| Your objective |
Copy out the rows word for word, starting at the line that contains "Place one marker on every instance of the baseball" and ending at the line that contains "pixel 416 243", with both of those lines included.

| Supplied data |
——————
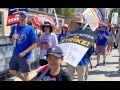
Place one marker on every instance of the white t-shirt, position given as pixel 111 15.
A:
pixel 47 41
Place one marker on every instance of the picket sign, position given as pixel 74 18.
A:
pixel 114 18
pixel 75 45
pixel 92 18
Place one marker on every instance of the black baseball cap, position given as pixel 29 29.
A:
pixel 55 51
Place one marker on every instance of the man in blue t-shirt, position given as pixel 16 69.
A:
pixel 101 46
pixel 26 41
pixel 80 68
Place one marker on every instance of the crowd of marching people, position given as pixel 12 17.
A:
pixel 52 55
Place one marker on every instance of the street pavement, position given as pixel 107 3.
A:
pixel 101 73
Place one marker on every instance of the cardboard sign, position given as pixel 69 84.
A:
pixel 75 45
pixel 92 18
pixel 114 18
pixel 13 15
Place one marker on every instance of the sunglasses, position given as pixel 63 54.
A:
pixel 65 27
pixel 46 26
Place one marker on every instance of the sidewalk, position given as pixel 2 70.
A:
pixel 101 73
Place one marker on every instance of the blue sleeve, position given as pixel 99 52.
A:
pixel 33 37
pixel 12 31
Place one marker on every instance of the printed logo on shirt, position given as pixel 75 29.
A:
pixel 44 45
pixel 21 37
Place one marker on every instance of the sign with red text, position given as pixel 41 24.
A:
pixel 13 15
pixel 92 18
——————
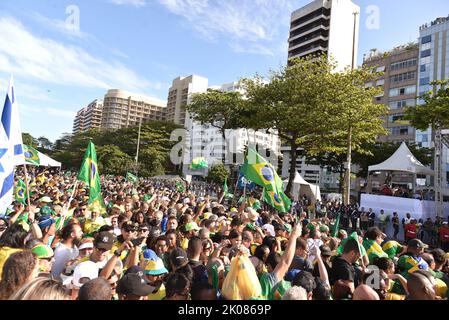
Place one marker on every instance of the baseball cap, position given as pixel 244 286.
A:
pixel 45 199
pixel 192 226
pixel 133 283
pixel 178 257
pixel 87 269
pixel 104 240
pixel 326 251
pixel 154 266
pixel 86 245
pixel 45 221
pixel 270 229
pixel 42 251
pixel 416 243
——————
| The reply |
Place one marker on every instance of the baseball cap, position given as pixel 244 286.
A:
pixel 45 199
pixel 192 226
pixel 133 283
pixel 178 257
pixel 87 269
pixel 104 240
pixel 326 251
pixel 154 266
pixel 86 245
pixel 45 221
pixel 270 229
pixel 42 251
pixel 416 243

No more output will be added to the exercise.